## Exercise objective
Quote the listing below in full and exactly as written, but omit every picture.

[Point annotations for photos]
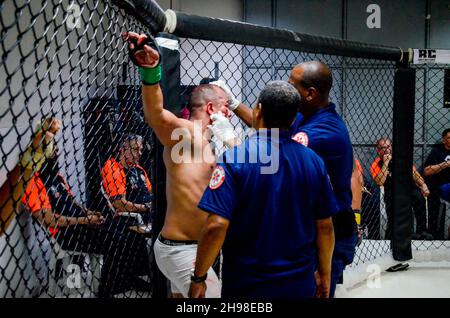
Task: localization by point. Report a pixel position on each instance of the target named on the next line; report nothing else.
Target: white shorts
(176, 262)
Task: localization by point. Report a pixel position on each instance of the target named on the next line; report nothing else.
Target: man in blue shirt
(319, 127)
(274, 224)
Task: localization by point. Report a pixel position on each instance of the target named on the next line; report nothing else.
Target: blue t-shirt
(272, 205)
(325, 133)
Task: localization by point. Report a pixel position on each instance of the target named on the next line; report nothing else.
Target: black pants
(124, 253)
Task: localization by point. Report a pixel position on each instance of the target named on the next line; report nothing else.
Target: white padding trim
(171, 21)
(170, 44)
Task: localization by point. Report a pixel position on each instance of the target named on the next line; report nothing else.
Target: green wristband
(150, 76)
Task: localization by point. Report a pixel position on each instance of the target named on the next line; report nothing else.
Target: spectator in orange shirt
(380, 171)
(125, 182)
(31, 160)
(76, 228)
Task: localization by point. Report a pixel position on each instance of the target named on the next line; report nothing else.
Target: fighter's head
(131, 149)
(313, 81)
(277, 106)
(208, 99)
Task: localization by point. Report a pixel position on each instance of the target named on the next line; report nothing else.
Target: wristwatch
(197, 279)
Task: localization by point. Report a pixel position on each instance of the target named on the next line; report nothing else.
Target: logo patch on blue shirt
(301, 138)
(217, 178)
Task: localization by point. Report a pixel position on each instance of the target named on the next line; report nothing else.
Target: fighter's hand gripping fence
(145, 53)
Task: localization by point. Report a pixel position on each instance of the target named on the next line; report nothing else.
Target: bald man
(319, 127)
(189, 168)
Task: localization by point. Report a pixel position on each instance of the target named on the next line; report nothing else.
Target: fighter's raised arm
(145, 54)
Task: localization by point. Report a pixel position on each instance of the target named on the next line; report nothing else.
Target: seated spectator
(381, 172)
(125, 182)
(437, 173)
(31, 160)
(49, 198)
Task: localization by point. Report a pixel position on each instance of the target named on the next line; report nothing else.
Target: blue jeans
(344, 251)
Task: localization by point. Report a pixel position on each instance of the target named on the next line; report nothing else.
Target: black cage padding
(403, 138)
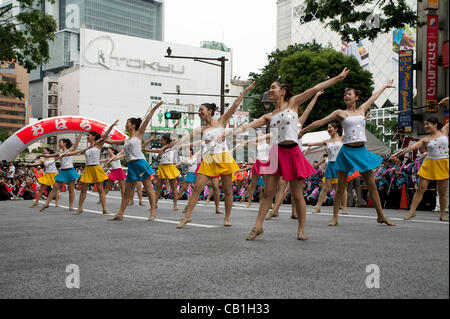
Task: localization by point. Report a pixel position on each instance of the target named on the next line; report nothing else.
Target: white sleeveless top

## Expected answer
Task: localization by point. Report a pixel position on each instance of the target named on the next line; report nothing else.
Target: white shorts
(176, 262)
Task: localization by point. Report a pixel position on each instance of the target named on the next line; report nothing else.
Target: man in blue shirt
(319, 127)
(274, 224)
Task: localization by point. Report a pixel position on each instance of the target named on the next line; report nothing else.
Target: blue t-shirt
(272, 205)
(325, 133)
Task: localization by point. Report a pixel position on each instance of the target named on the next line; report nothing else.
Target: black pants
(124, 253)
Task: localization by point. Report a pixel position on each instance of the target named on the next line; report nothing else.
Target: white padding trim
(171, 21)
(170, 44)
Task: localization by point. Report a pixel position on each instance of the target named on the next line; report nothing else.
Target: green wristband
(150, 76)
Task: localization by point. Report a pixel position on each instance of the target named on the next line; report nothing else.
Target: spectator in orange shirt
(380, 171)
(125, 182)
(31, 160)
(76, 228)
Task: localization by point. Report a pixel position on each instance of the target named on the next line; report nothing else.
Target: fighter's head
(131, 149)
(313, 81)
(277, 106)
(208, 99)
Task: localization by point. Report a pixel position on each instance of the target named on the next line; report nothing else.
Target: wristwatch
(197, 279)
Task: localization by point. Report a pixel position on each instance of the target named on the next line; report nothing else.
Target: logo patch on blue shirt
(301, 138)
(217, 178)
Task: localization by point. Report a pixel position on each instance of the target named on the next line; report nothing else.
Target: fighter's hand gripping fence
(145, 53)
Task: localization by point. Report a pixel position on each instance of the target named on the next line; report nothing else.
Target: bald man
(319, 127)
(189, 168)
Task: localization by point. Report a pixel position on each instance of the target named on the next line; report nothing else.
Target: fighter's raised arm
(145, 54)
Task: localization by point. Report a pixel position on each instance of the target named on the next line; report nothing else.
Target: seated spectator
(381, 172)
(125, 182)
(437, 173)
(31, 160)
(49, 198)
Task: localization by point. Report a pixel position on each instance of the target named on the next line; report nothing else.
Target: blue jeans
(344, 251)
Task: localization by point. Report a pixel position on each instance of the target named on the next line; report nothing else.
Target: black cage padding
(403, 138)
Task: localization by point. Report a pixel position on each instance of the target named on the next line; report nothing else.
Target: white sleeveless top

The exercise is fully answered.